There must be a solution for this! Ever have that feeling, but can't figure it out? Well, here's one for anyone who wants to prove they're a genius.

I'll assume you know about the GJK algorithm. Essentially it determines whether the volumes of two convex 3D objects overlap, by finding out whether the "Minkowski sum" of objectA and -objectB includes the origin (0,0,0). Wonderful algorithm, very clever, and made much more practical by some other smart folks who tack on the notion of "support functions".

Well, that's great! So now, thanks to GJK, we know whether two objects overlap or not.

So, let's say you have a big honking mothership that contains a big tube or rectangular box-shape room open to outer space. You know... a "landing bay" where small spacecraft fly in and land, or take off and fly out.

So you've got this convex object (the cylinder or rectangular box), and you need to know when some other object (small spacecraft) enters the "landing bay".

Why would you need to know that? Well, for one thing, that small spacecraft just "collided" with the mothership. You see, to be a shape that works in GJK, the mothership (or each section) must be "convex" (which simply means, no "craters" or "insets"). So a solid cylinder is convex, a solid box is convex, even a disk or triangle is convex. But you can't have "holes" or "insets" like that "landing bay" and still qualify as "convex".

Well, one lucky thing is, the way GJK works (or at least GJK algorithms), is that they simply assume any "hole" or "inset" is filled in solid. So as far as a GJK test is concerned, that opening in your mothership doesn't exist... the whole end of the mothership where you put the "landing bay" is solid. Which is okay... good enough to handle most collisions of most objects with most places on your mothership.

But... you really do need to allow spacecraft to fly into your "landing bay", and you really can't afford some 10x or 20x or 100x slower routine that works on concave objects too.

No, you want to solve this problem as elegantly as GJK solved the problem for convex objects.

- - - - -

In the text on the GJK algorithm, how do GJK algorithms treat a hole or inset in a shape?

» **SOURCE MATERIAL**
- - - - -

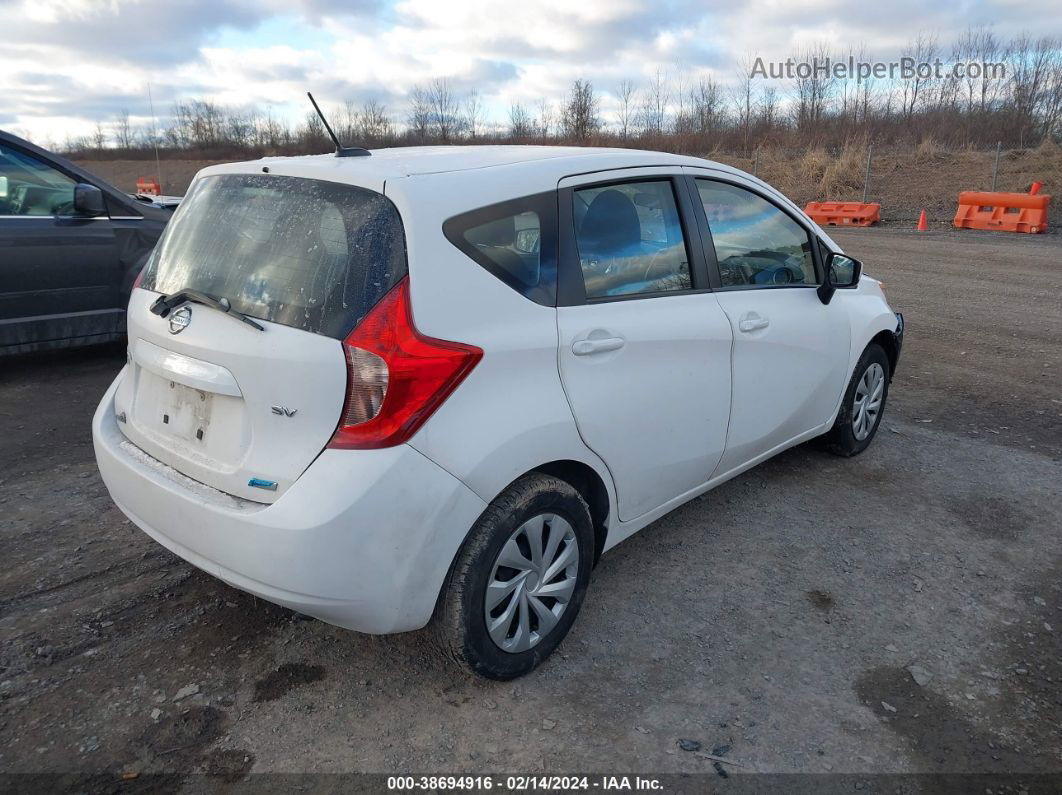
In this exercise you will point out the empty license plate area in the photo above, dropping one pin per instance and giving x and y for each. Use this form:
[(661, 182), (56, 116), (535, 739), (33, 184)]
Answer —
[(201, 426)]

- - - - -

» **PROBLEM SOLUTION**
They assume any hole or inset is filled in solid.